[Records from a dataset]
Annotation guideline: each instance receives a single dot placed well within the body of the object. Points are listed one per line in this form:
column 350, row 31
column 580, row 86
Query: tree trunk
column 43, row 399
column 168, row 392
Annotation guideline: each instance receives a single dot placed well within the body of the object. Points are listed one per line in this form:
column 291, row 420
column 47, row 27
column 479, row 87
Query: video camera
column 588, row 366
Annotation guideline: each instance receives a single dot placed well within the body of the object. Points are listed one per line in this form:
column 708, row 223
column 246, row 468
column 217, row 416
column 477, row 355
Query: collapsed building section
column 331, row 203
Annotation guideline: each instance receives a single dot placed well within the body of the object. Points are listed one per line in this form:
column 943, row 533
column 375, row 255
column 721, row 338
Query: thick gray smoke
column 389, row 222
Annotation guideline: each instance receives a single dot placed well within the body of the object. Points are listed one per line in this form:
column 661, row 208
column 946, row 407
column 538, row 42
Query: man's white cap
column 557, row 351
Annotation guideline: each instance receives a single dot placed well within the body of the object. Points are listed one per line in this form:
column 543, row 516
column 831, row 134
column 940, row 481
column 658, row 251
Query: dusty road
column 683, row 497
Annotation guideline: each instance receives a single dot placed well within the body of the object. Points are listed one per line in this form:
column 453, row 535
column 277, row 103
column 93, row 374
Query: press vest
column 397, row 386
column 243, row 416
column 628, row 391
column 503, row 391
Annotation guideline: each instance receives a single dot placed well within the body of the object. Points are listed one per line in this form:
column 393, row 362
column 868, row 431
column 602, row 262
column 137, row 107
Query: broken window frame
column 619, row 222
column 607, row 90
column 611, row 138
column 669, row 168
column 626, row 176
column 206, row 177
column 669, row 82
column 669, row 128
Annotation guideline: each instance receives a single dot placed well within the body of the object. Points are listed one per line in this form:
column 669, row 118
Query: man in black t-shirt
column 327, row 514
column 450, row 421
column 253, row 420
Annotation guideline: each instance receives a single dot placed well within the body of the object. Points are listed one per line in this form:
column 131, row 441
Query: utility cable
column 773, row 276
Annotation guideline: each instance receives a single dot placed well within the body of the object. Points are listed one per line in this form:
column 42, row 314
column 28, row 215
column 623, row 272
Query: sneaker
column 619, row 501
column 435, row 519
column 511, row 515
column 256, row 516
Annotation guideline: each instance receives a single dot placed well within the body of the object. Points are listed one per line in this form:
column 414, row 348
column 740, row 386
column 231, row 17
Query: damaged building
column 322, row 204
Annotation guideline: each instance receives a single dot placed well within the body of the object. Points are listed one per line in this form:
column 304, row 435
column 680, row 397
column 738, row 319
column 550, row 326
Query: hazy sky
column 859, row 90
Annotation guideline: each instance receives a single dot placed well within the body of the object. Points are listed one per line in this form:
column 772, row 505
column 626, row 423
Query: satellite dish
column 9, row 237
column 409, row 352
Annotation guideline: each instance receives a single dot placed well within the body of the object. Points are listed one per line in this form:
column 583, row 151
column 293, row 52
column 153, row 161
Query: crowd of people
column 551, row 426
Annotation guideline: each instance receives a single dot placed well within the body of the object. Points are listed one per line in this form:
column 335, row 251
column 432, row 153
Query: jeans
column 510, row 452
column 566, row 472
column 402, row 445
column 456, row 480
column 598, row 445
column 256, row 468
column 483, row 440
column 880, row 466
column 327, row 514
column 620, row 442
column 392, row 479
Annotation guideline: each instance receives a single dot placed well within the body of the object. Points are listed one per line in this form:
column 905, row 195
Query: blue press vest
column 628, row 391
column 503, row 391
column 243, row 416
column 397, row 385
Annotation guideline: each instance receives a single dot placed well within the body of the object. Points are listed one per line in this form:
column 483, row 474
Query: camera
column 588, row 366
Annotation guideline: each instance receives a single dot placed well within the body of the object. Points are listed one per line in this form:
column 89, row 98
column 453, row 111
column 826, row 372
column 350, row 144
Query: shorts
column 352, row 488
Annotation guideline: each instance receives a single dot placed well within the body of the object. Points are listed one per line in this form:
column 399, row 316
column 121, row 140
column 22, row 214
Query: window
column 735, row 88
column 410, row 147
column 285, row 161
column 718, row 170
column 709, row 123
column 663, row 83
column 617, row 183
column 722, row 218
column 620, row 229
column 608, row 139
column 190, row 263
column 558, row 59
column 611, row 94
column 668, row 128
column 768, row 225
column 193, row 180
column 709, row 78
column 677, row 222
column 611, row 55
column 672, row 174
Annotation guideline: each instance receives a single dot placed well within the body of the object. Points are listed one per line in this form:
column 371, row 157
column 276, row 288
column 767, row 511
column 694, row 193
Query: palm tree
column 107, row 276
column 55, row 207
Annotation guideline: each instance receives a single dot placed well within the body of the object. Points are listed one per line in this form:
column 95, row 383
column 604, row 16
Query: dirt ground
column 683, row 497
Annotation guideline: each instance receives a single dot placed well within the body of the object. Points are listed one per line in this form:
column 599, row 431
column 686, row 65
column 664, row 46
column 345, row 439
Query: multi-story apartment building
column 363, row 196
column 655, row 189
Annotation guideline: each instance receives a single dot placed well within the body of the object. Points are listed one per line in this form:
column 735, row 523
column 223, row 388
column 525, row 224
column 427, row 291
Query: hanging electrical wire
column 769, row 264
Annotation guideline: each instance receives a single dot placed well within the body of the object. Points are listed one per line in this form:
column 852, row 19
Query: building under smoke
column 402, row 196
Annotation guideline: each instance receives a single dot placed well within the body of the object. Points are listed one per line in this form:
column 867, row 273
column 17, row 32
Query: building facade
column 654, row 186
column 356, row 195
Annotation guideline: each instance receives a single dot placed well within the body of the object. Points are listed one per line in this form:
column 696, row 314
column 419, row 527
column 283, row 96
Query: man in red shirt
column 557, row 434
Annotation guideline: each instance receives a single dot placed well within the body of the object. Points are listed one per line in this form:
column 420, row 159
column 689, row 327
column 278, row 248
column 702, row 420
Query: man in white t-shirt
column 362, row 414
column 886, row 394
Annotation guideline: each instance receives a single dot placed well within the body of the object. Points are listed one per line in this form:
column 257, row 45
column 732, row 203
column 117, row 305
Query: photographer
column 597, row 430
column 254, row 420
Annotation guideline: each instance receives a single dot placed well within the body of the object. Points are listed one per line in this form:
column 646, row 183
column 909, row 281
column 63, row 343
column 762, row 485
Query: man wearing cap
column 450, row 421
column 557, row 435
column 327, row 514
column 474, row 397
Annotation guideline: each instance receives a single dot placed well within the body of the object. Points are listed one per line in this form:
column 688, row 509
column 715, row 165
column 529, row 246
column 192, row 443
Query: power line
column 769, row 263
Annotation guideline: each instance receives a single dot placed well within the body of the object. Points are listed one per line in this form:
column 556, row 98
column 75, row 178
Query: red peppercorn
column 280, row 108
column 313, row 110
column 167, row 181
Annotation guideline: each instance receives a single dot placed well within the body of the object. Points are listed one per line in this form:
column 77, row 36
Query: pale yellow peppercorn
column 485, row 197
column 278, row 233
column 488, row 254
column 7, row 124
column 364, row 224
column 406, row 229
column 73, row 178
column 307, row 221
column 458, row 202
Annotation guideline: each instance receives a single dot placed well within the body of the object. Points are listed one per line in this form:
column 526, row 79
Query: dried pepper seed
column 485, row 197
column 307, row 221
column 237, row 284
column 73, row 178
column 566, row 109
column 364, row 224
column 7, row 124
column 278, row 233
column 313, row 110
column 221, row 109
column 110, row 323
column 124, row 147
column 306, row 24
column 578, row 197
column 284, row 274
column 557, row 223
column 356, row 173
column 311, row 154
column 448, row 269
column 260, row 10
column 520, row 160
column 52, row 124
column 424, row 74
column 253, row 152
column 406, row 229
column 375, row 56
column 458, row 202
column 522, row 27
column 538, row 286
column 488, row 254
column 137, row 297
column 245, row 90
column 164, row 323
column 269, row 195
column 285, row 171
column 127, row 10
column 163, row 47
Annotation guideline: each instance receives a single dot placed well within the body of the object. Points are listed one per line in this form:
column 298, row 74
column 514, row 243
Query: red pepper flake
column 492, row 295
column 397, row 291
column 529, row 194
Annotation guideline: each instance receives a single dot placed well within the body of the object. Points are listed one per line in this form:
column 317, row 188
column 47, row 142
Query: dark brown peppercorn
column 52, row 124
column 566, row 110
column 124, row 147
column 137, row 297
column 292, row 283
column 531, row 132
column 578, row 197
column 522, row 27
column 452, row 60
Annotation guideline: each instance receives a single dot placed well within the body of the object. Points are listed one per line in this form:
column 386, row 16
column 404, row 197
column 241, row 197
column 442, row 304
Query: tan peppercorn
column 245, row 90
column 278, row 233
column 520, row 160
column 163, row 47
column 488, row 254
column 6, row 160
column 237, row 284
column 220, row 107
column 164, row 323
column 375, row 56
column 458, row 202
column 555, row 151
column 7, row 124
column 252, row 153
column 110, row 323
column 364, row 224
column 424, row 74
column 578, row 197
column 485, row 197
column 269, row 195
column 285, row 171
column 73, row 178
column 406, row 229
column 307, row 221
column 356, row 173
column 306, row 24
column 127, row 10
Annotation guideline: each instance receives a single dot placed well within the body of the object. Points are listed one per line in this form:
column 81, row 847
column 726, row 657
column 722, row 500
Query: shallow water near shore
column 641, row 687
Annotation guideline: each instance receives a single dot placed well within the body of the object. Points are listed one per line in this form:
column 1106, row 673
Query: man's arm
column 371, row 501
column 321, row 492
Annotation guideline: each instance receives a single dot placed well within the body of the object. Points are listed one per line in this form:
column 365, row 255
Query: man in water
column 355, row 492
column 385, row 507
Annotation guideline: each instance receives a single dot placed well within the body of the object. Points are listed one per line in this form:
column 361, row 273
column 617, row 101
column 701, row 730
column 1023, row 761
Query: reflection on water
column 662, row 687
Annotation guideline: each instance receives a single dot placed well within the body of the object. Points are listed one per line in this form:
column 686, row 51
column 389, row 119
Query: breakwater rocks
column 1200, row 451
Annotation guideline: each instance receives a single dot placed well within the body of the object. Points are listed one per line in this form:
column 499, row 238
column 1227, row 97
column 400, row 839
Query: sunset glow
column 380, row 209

*WHAT YOU SHOULD DO*. Set down exactly the lines of the data above, beginning with the line that has "column 47, row 142" and ending with the line that has "column 726, row 657", and no others.

*ANSWER*.
column 47, row 142
Query: dark brown peppercorn
column 52, row 124
column 566, row 110
column 124, row 147
column 137, row 297
column 292, row 283
column 531, row 132
column 578, row 197
column 522, row 27
column 452, row 60
Annotation guideline: each instance receives a single dot placed well within the body of the object. Points are listed one per line in this form:
column 386, row 16
column 404, row 197
column 241, row 197
column 442, row 304
Query: tan peppercorn
column 245, row 90
column 278, row 233
column 520, row 160
column 163, row 47
column 488, row 254
column 6, row 160
column 237, row 284
column 220, row 107
column 164, row 323
column 375, row 56
column 458, row 202
column 555, row 151
column 7, row 124
column 252, row 153
column 110, row 323
column 364, row 224
column 424, row 74
column 578, row 197
column 485, row 197
column 269, row 195
column 285, row 171
column 73, row 178
column 406, row 229
column 307, row 221
column 356, row 173
column 306, row 24
column 127, row 10
Annotation guideline: each instance receives a single dot placed well within the body of the object. Points are listed one per line in this form:
column 81, row 847
column 726, row 657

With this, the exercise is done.